TASK GOAL:
Please return the lines of the data below, word for word, from the first line through the line containing "200L264 198L261 195L240".

### INFORMATION PROVIDED ###

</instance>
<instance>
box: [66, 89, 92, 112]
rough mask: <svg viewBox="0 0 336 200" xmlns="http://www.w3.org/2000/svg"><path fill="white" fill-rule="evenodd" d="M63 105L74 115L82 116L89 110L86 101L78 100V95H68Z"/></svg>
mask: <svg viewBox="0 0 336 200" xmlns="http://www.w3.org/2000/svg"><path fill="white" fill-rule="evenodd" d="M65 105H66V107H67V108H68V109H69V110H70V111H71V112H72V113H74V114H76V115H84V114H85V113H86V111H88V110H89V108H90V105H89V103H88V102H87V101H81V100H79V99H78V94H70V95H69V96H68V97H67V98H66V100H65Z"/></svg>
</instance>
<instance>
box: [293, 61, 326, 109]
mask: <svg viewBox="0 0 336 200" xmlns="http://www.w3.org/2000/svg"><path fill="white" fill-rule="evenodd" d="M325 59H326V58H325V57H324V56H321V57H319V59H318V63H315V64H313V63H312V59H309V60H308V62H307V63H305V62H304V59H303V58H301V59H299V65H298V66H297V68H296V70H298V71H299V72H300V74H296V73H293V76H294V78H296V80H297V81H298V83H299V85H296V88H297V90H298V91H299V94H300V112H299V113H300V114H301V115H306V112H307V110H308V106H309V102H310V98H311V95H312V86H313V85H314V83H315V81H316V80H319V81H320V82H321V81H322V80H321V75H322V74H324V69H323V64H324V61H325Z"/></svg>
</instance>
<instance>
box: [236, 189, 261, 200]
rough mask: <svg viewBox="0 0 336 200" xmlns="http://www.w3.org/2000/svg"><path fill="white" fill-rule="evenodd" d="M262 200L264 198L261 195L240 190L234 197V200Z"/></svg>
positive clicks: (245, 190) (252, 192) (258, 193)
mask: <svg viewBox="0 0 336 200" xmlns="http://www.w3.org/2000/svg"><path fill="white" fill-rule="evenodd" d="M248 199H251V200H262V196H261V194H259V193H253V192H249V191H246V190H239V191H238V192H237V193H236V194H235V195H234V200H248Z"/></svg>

###

EXERCISE OUTPUT:
</instance>
<instance>
box: [66, 89, 92, 112]
rough mask: <svg viewBox="0 0 336 200" xmlns="http://www.w3.org/2000/svg"><path fill="white" fill-rule="evenodd" d="M63 105L74 115L82 116L89 110L86 101L78 100V95H68Z"/></svg>
mask: <svg viewBox="0 0 336 200" xmlns="http://www.w3.org/2000/svg"><path fill="white" fill-rule="evenodd" d="M65 105H66V107H67V108H68V109H69V110H70V111H71V112H72V113H74V114H76V115H84V114H85V113H86V111H88V110H89V108H90V105H89V103H88V102H87V101H81V100H79V99H78V94H70V95H69V96H68V97H67V98H66V100H65Z"/></svg>
</instance>
<instance>
box: [293, 61, 326, 109]
mask: <svg viewBox="0 0 336 200" xmlns="http://www.w3.org/2000/svg"><path fill="white" fill-rule="evenodd" d="M325 59H326V58H325V57H324V56H321V57H319V59H318V63H315V64H313V63H312V59H309V60H308V62H307V63H305V62H304V59H303V58H301V59H299V65H298V66H297V68H296V70H298V71H299V72H300V74H296V73H293V76H294V78H296V80H297V81H298V83H299V85H296V88H297V90H298V91H299V94H300V112H299V113H300V114H301V115H306V112H307V110H308V106H309V102H310V98H311V95H312V86H313V85H314V83H315V81H316V80H319V81H320V82H321V81H322V80H321V75H322V74H324V69H323V64H324V61H325Z"/></svg>
</instance>
<instance>
box: [236, 189, 261, 200]
rough mask: <svg viewBox="0 0 336 200" xmlns="http://www.w3.org/2000/svg"><path fill="white" fill-rule="evenodd" d="M262 200L264 198L261 195L240 190L234 197V200Z"/></svg>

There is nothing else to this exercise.